# [WHAT IS REQUIRED]
Write out everything from the line containing "Cam-trap alert: motion was detected. Identify layered" down to the line containing "21, 13, 60, 94" again, changing "night-vision" to "thermal" and leaving the rest the same.

>> START MATERIAL

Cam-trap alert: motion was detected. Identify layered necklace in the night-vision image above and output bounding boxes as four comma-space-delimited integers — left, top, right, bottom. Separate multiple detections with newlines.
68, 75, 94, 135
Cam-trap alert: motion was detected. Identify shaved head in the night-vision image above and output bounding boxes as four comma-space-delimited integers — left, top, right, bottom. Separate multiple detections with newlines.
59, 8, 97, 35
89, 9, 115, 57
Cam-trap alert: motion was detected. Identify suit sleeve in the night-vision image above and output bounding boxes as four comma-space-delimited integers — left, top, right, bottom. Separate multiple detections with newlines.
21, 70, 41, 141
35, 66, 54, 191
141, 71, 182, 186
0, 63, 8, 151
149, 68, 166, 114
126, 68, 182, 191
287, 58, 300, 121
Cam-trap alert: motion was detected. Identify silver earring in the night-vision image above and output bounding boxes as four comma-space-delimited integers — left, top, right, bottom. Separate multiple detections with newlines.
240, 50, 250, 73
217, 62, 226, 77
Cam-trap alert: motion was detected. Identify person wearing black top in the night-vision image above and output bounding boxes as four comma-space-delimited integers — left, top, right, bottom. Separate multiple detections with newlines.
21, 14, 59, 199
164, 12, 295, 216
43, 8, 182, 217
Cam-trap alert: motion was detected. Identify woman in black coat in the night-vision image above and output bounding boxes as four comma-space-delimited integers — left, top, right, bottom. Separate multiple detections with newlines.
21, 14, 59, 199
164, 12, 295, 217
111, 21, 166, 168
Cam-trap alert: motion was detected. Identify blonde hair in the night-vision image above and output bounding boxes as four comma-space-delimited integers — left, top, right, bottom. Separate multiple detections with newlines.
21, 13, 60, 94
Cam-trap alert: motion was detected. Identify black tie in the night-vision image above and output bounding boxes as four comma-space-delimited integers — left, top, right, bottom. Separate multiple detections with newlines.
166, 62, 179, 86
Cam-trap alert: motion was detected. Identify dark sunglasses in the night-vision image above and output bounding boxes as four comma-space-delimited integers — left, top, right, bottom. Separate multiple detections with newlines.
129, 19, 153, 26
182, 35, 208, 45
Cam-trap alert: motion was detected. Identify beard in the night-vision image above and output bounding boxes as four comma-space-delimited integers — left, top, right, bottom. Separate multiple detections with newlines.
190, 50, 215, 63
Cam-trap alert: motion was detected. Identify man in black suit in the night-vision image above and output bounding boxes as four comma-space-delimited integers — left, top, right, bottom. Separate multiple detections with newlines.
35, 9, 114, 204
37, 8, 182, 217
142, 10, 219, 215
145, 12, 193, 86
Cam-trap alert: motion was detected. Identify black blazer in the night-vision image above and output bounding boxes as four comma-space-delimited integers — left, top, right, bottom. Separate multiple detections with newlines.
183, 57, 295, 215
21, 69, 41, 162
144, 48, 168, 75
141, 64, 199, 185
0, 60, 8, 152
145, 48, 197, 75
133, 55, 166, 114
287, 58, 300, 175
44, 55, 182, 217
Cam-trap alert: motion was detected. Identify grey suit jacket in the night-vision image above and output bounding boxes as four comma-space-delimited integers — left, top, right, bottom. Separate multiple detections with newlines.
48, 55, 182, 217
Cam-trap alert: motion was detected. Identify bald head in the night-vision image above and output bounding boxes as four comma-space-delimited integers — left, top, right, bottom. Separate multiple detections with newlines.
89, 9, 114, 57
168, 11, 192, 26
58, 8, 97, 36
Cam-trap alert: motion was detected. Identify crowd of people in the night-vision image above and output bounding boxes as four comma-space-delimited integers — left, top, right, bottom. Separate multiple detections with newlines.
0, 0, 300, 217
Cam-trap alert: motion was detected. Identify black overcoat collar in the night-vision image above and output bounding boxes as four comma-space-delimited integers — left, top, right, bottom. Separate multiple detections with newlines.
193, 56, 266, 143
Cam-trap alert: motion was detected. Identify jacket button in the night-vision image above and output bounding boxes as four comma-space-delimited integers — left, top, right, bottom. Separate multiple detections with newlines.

>> END MATERIAL
>> START MATERIAL

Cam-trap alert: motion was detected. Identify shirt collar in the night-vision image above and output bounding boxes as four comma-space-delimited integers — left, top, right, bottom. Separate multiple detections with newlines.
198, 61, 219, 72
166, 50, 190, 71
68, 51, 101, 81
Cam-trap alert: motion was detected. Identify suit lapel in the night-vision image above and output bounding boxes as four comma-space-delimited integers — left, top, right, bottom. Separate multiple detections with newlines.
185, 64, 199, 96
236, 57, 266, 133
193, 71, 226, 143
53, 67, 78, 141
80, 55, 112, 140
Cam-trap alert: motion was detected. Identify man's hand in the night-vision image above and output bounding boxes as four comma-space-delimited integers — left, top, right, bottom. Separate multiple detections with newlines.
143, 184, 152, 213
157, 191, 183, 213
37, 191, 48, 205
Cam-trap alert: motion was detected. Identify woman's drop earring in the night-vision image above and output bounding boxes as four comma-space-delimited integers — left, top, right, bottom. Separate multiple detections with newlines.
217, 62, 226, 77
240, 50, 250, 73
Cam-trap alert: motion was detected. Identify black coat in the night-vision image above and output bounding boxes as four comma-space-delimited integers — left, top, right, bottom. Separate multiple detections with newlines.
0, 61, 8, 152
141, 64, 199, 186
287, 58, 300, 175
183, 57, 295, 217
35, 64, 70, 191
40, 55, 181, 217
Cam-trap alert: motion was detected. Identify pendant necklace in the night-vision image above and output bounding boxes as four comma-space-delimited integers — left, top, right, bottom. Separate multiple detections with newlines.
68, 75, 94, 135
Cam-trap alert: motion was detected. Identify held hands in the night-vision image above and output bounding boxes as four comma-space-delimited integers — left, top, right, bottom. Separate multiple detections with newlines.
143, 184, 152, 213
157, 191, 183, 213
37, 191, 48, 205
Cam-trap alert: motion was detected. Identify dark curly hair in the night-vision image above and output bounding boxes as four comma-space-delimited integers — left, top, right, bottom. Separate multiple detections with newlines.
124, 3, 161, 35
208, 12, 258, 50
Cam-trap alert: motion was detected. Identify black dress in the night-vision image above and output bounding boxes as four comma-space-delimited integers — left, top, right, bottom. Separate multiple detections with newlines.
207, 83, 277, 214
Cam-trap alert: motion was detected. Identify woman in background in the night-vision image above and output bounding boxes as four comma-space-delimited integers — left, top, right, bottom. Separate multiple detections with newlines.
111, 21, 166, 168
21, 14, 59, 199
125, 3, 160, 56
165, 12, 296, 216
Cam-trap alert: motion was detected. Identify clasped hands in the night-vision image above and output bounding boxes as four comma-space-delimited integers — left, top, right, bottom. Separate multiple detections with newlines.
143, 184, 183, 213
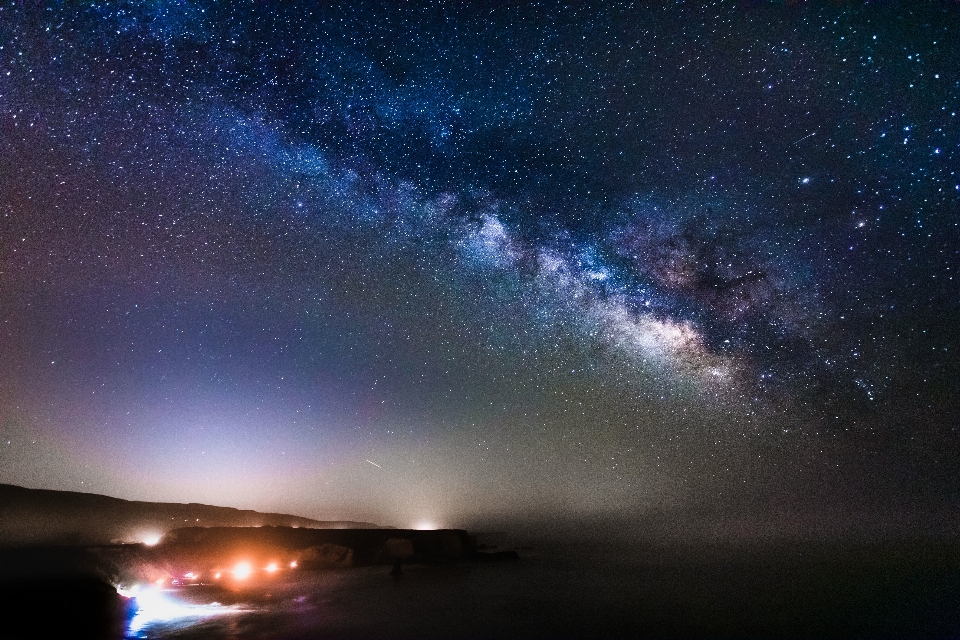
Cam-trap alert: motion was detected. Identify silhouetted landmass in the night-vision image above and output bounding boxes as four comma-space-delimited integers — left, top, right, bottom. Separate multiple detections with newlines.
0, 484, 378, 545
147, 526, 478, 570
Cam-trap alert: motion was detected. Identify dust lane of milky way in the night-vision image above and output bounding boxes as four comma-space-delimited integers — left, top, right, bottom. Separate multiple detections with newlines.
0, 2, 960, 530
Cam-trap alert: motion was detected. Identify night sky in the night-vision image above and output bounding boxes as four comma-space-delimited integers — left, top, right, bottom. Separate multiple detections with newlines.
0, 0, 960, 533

>> END MATERIAL

# [SOLUTION FOR THIS PROBLEM]
Cam-trap alert: motion was detected. Identify layered necklace in the thermal image above and output bounding boxes as four comma-space-delimited integers — left, top, right, bottom. Separate multiple detections with newlines.
68, 75, 94, 135
Cam-trap alert: motion was detected. Identify shaved head in the thermal image above and output bounding boxes as four comma-space-delimited integers — left, top, right, bottom. Separate multiple detections with newlines.
59, 8, 97, 35
89, 9, 115, 57
Cam-trap alert: motion was detected. Identify suit sleeve in the thermal image above and output bounding boxes as four comma-space-delimited integers — left, top, right, bottom. Separate multiple detections with newlines.
21, 70, 41, 141
35, 66, 54, 191
141, 71, 182, 186
0, 63, 8, 151
149, 68, 166, 114
126, 68, 182, 191
287, 58, 300, 121
Cam-trap alert: motion was detected. Identify silver earring in the thermal image above and output bounding boxes as four comma-space-delimited integers — left, top, right, bottom. Separate multiple detections with newlines.
240, 50, 250, 73
217, 62, 226, 77
Cam-trap alert: motion was detected. Identify person wearing black top in the thermal image above and output bounding boxes as four comma-space-delimited integers — left, top, right, bottom. Separate multiple detections with newlines.
21, 14, 59, 199
164, 12, 295, 216
43, 8, 182, 217
Cam-trap alert: motion was detected. Identify woman in black coat in the thermal image above and output bounding boxes as four comma-space-delimited integers — left, top, right, bottom. Separate multiple detections with newlines.
21, 14, 59, 199
164, 12, 295, 217
111, 21, 166, 168
Cam-trap alert: motion was detected. Identify blonde hair in the thermal image above and output bounding boxes as four comma-space-delimited integers — left, top, right, bottom. Separate multiple detections with newlines.
21, 13, 60, 94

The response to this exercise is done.